Render the records from the start through the line containing "x=241, y=294" as a two-column CSV with the headers label_text and answer, one row per record, with each field quoted and its line breaks replaced by spaces. Omit the pictures.

┄┄┄┄┄┄

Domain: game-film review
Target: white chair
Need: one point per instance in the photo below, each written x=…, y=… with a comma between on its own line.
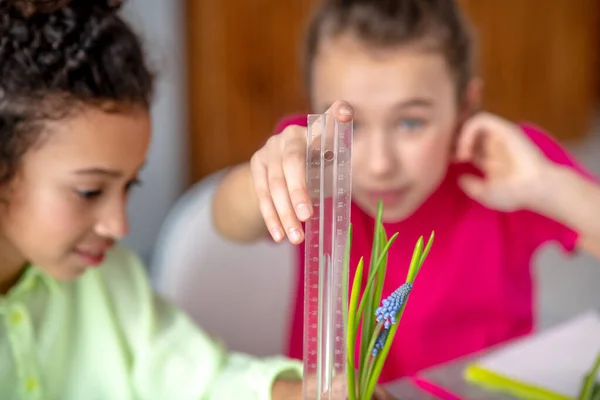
x=241, y=294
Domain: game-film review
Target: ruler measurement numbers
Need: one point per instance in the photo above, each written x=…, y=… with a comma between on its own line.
x=328, y=175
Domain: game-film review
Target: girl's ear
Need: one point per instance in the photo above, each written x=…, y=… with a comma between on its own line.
x=472, y=100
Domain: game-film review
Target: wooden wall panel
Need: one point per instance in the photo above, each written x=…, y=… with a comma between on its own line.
x=244, y=74
x=539, y=59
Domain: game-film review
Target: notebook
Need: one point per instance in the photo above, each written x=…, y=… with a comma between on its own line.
x=550, y=365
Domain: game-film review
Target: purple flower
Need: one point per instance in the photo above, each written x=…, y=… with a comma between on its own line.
x=390, y=306
x=380, y=342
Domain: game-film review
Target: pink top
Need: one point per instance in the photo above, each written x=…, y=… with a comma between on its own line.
x=475, y=289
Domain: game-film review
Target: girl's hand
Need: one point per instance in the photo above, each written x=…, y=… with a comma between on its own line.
x=511, y=163
x=279, y=176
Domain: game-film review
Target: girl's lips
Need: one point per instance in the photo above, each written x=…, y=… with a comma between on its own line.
x=389, y=197
x=91, y=258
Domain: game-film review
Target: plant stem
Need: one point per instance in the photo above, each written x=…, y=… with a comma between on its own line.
x=351, y=335
x=368, y=296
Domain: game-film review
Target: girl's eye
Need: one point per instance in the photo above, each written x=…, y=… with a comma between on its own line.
x=132, y=184
x=89, y=194
x=411, y=124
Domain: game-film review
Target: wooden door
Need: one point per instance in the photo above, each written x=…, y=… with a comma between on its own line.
x=244, y=75
x=539, y=59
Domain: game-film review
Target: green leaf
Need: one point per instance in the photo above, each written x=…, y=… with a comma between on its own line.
x=417, y=261
x=365, y=373
x=371, y=279
x=351, y=334
x=367, y=325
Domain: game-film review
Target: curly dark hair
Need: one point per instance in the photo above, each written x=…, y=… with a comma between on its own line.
x=56, y=55
x=388, y=23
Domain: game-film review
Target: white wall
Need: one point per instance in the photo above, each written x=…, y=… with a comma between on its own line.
x=161, y=25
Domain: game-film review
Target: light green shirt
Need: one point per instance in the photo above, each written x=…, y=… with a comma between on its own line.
x=107, y=336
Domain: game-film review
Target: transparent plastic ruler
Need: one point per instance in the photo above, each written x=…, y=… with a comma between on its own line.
x=329, y=180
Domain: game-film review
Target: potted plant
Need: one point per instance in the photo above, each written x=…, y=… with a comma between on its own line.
x=377, y=319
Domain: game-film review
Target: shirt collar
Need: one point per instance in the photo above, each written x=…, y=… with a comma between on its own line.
x=34, y=275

┄┄┄┄┄┄

• [OUTPUT]:
label_text,answer
"Domain: game-film review Target: white chair Need: one point per instance in the photo below, each written x=…, y=… with a comma between on its own line.","x=241, y=294"